===== RECORDS TO USE =====

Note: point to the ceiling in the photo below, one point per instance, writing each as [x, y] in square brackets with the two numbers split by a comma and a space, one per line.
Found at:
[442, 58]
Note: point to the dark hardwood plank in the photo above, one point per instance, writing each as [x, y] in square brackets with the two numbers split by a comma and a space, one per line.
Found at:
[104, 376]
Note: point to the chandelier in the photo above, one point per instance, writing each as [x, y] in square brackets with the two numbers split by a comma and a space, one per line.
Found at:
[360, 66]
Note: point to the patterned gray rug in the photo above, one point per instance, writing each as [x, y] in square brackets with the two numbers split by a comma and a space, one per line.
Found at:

=====
===== RECORDS TO USE =====

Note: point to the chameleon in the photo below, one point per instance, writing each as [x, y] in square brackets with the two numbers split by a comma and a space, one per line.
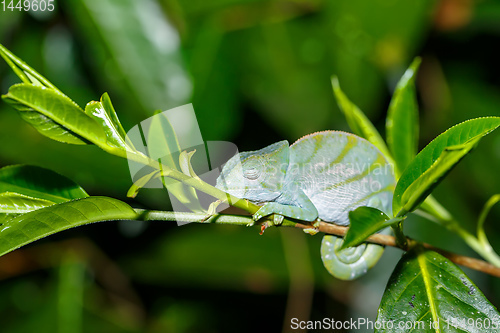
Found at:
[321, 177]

=====

§ ABOUT THIS TASK
When a line in the listing includes the word "Note", report that line in full.

§ EXERCISE ANSWER
Note: point to the ceiling in the photo below, one point per instance, writing each as [x, y] in square brackets with the two numbers split by a comma and a space, one per line.
Note: point to the dark hardwood plank in the photo above, one point per instance, writing each as [x, y] in square brackets with the two numbers split by a comma and a space, one per line.
Note: point to the chandelier in the photo above, one point per instance, writing each as [x, y] in square brackets with the two numbers split by a comma and a space, one per line.
Note: point to the patterned gray rug in the photo above, one point per instance, writing each as [x, y] in square brackets with the two numbers split by a comma and a space, one per line.
Note: point to the chameleon in the photo below, one point per instance, writing each as [x, y] in square brackets with the two numbers split by a comma and a space, one per line.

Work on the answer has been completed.